◆ **WHAT THE TASK ASKS**
Output every entry exactly as written.

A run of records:
____________________
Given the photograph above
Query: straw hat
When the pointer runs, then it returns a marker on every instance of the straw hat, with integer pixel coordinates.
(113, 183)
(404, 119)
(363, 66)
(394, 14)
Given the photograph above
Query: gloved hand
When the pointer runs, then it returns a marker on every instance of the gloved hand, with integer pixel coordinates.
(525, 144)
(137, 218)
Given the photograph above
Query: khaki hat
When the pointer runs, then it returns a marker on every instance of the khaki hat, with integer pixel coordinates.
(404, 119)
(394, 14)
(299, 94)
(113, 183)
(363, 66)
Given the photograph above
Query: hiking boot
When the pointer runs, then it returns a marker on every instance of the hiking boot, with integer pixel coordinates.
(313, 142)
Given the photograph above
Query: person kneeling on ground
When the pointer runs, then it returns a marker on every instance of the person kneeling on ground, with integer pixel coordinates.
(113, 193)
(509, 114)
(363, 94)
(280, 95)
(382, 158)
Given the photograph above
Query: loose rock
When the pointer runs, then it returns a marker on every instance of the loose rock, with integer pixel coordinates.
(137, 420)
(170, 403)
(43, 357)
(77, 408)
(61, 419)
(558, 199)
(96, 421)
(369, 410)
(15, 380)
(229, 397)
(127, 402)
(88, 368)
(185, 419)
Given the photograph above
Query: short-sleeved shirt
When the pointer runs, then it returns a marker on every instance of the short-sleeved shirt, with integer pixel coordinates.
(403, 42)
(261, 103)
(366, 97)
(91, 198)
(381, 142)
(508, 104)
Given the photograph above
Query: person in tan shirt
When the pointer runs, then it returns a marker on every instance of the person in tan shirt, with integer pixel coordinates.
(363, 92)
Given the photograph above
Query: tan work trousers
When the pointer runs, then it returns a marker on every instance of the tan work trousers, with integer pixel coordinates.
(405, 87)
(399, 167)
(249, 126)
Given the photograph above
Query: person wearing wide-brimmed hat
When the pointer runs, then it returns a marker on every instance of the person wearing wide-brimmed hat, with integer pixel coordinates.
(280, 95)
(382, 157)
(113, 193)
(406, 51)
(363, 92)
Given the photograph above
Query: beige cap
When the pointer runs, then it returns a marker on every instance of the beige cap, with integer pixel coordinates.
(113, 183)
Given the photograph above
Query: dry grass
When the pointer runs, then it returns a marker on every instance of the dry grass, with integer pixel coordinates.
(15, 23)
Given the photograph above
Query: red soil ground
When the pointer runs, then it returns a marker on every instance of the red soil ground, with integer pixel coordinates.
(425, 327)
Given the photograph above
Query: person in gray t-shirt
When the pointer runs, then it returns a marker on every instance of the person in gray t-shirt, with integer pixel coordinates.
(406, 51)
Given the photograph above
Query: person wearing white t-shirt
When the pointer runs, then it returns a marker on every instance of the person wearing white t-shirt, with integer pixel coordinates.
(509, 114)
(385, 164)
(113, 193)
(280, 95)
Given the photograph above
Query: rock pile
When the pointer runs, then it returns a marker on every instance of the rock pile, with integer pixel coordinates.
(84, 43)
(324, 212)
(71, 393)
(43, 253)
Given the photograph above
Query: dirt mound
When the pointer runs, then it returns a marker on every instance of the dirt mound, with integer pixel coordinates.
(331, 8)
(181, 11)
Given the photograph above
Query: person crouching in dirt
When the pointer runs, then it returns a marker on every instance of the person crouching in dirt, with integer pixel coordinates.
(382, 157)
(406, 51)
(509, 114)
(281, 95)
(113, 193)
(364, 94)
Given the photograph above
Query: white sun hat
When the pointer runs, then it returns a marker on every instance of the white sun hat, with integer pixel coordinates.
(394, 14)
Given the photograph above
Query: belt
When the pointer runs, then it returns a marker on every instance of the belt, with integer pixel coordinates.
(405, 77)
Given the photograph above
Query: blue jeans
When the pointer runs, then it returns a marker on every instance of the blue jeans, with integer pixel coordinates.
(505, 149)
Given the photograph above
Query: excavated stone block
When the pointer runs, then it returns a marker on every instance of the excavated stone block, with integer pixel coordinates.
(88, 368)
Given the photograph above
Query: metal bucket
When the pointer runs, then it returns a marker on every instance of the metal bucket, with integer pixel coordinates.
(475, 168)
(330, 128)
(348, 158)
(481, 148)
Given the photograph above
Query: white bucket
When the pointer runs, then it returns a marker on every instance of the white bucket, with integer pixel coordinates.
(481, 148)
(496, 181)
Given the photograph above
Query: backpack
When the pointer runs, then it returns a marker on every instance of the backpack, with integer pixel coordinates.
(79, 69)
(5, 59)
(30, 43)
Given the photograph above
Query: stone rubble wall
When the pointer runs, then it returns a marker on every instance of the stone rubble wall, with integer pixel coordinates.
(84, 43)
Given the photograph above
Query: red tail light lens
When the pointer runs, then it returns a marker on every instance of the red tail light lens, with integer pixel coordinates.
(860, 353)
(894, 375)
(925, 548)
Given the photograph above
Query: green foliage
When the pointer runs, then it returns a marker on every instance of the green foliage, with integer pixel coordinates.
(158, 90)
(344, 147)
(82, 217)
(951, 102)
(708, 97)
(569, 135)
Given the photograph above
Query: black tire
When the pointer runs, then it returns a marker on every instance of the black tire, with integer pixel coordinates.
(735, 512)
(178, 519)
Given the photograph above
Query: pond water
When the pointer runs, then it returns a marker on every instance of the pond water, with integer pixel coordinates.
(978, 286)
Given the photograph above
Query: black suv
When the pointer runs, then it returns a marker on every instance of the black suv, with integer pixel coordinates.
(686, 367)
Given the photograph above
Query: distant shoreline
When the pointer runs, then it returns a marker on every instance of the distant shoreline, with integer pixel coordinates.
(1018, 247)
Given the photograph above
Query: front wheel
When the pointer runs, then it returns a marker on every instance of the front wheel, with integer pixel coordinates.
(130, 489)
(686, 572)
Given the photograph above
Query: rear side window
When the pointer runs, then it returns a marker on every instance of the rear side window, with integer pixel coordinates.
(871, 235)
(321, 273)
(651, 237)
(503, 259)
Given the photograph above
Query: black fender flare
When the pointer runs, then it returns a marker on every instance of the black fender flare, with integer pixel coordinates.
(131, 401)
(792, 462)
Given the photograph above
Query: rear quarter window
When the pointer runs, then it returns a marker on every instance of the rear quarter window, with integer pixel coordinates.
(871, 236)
____________________
◆ **RESULT OF THIS TASK**
Given the photograph above
Query: straw hat
When the pointer runs, then it returns a marker on every instance of the straw hat, with integer pixel coordinates.
(113, 183)
(404, 119)
(363, 66)
(394, 14)
Given the photograph above
Query: gloved hand
When the pointer runs, then it returns a marker on every instance of the gloved hand, with integer pixel coordinates.
(525, 144)
(137, 218)
Given the photograph above
Query: khaki hat
When the pointer runs, then it returns a marker on every instance of the khaki hat, with integer pixel coordinates.
(404, 119)
(394, 14)
(299, 94)
(113, 183)
(363, 66)
Given the photograph above
Query: hiking boot
When the pointer runs, then it returns a marker on every instance of the hiking boot, with integer pixel coordinates.
(313, 142)
Given the photograph above
Query: person kneeling on ground
When the pointer runs, then it returns a marker on every instance of the person kneeling on ground, with integer pixel coordinates.
(113, 193)
(509, 114)
(363, 94)
(280, 95)
(382, 158)
Given the photograph above
Query: loose rock
When the pointer runs, then it returns a marker on every instance of the loose rock, with integer pixel coordinates.
(137, 420)
(170, 403)
(43, 357)
(77, 408)
(61, 419)
(558, 199)
(96, 421)
(369, 410)
(15, 380)
(229, 397)
(127, 402)
(88, 368)
(185, 419)
Given the photograph above
Query: short-sleeved shirt
When the pointer runs, then it returns a marker on every instance of the short-sleeved shirt, with integer pixel coordinates.
(403, 42)
(261, 103)
(366, 97)
(91, 198)
(381, 142)
(508, 104)
Given the photograph above
Query: person in tan shirt
When the pointer runs, then it returns a marker on every instance of the person in tan shirt, with integer pixel coordinates.
(363, 92)
Given the photograph above
Query: tan work trousers
When the pointer runs, then it returns a marker on every instance of the tan work trousers, with integer pixel coordinates.
(405, 87)
(399, 167)
(249, 126)
Given the photograph above
Query: person wearing wide-brimmed hat
When the pointer runs, then it returns a marker on every instance of the person wearing wide-brimmed hat, with integer pixel coordinates.
(280, 95)
(382, 157)
(113, 193)
(406, 51)
(363, 92)
Given the photograph above
Query: beige cap
When the pointer runs, then it returns a marker on every instance of the beige cap, with integer pixel coordinates.
(113, 183)
Given the photograph above
Query: dry grass
When the pointer runs, then it returns a marker on every instance of the dry grass, with integer pixel coordinates.
(15, 23)
Given the photograph above
Query: red soil ground
When the pointer runs, then it returns a marker on every instance of the red soil ground, with integer pixel coordinates.
(425, 327)
Given the photograph above
Query: person in gray t-shirt
When the pointer runs, then it returns a marker on every instance of the person in gray t-shirt, with integer pixel coordinates.
(406, 51)
Given the photograph above
Query: person wearing white t-shirt
When the pointer runs, then it returns a marker on every instance of the person wearing white t-shirt, with integer pixel coordinates.
(509, 114)
(385, 164)
(113, 193)
(280, 95)
Given the photograph above
Query: rock pile
When the pointer runs, then it returns a marker on every instance of the rock pile, with integer pixel coordinates.
(84, 43)
(324, 212)
(71, 393)
(43, 253)
Given the photograph above
Query: dirt mound
When the pointer runs, then it returns a marker on every instance of the dirt mound, with integer pixel coordinates.
(331, 8)
(181, 11)
Given the photograph above
Query: person crouching in dirt
When the pointer runs, then it returns a marker on every instance of the person crouching in dirt, with integer pixel coordinates.
(382, 157)
(406, 51)
(509, 114)
(281, 95)
(113, 193)
(364, 94)
Given the photograph above
Query: white sun hat
When the pointer runs, then it returns a marker on every instance of the white sun hat, with integer pixel coordinates.
(394, 14)
Given the photograph above
Query: belt
When the pointer runs, then it returns a marker on every instance of the belt, with integer pixel coordinates.
(405, 77)
Given the photograph above
Query: blue jeans
When the pointer runs, then it returns a marker on every instance of the blue jeans, with integer pixel coordinates.
(505, 149)
Given the photograph above
Query: excavated stone block
When the pointer runs, then it returns a marker on every instance of the excavated stone block, with integer pixel coordinates.
(88, 368)
Given the photograph above
Query: metal bucket
When the pointer runs, then it returns a marker on every instance of the metal bucket, with integer pixel coordinates.
(475, 168)
(330, 128)
(348, 158)
(481, 148)
Given the photograph above
Query: white bucket
When the pointer runs, then it returns a marker on every instance of the white bucket, with integer pixel coordinates.
(481, 148)
(496, 181)
Given the photograph above
Query: backpack
When the pointer runs, then it returns a marker on every instance of the backpack, with integer pixel coordinates.
(79, 69)
(5, 59)
(30, 43)
Given the photograph above
Query: stone rubble wall
When the pointer runs, then it returns a marker on every instance of the stone rubble wall, with integer pixel coordinates.
(84, 43)
Given the photograph above
Query: red tail light lens
When the pointer runs, then it returns a marker on every instance of the red tail light lens, with integer pixel coordinates.
(860, 353)
(894, 375)
(925, 548)
Given the photograph above
Query: green foliage
When the pointer runs, then it returns a marker on every instance of the green foliage, with integer pixel coordinates.
(158, 90)
(344, 147)
(82, 217)
(951, 102)
(708, 97)
(569, 135)
Given the photograph above
Query: black tire
When the pointer runs, then it returns a marker on every instance of the black tire, with integer pixel coordinates.
(735, 512)
(178, 519)
Given the photograph above
Query: pond water
When the pointer runs, then it returns a marker on every instance of the pond water, with integer pixel coordinates.
(978, 286)
Given the photograph above
Query: black suv
When the pointer runs, then it returns a marker on every instance of the black suv, with integer pixel coordinates.
(686, 367)
Given the photograph above
Query: distant shoreline
When the pointer runs, then it returns a marker on every instance of the distant shoreline, with integer pixel coordinates.
(1018, 247)
Given the photograph above
Query: front wheel
When the pointer runs, then it returns a marker on every instance of the front wheel, with integer pixel coordinates.
(130, 489)
(686, 572)
Given the photograph above
Query: rear side window
When the pointer runs, then it returns a marker on every instance of the rear side window, with integer pixel coordinates.
(871, 235)
(321, 273)
(651, 237)
(503, 259)
Given the photograph above
Query: black fender flare
When the pointer runs, then it returns a marker on every instance of the black fender flare, with integer pixel coordinates.
(131, 401)
(792, 462)
Given the photograph above
Query: rear quarter window
When the pointer runs, then it returns a marker on every instance of the rear quarter window, with integer pixel coordinates.
(871, 236)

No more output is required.